**What is expected**
Copy every line of the material below verbatim, but leave out the picture.

· · · · · · ·

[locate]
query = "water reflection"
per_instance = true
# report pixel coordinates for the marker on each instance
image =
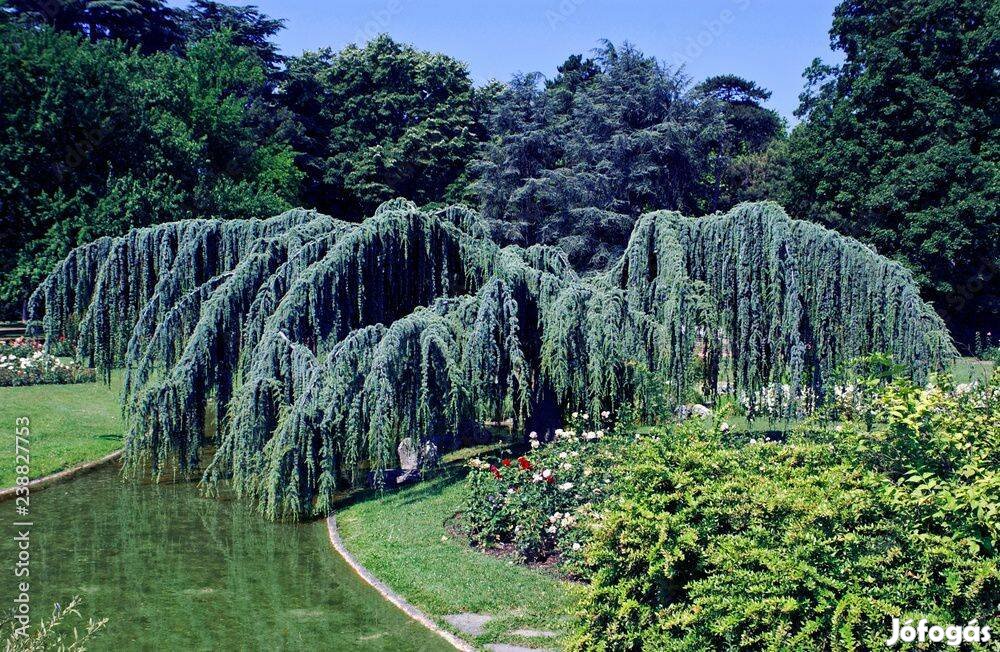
(175, 571)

· · · · · · ·

**Answer in full**
[locate]
query = "water reflection"
per_instance = true
# report pixel coordinates for the marker on each instance
image =
(175, 571)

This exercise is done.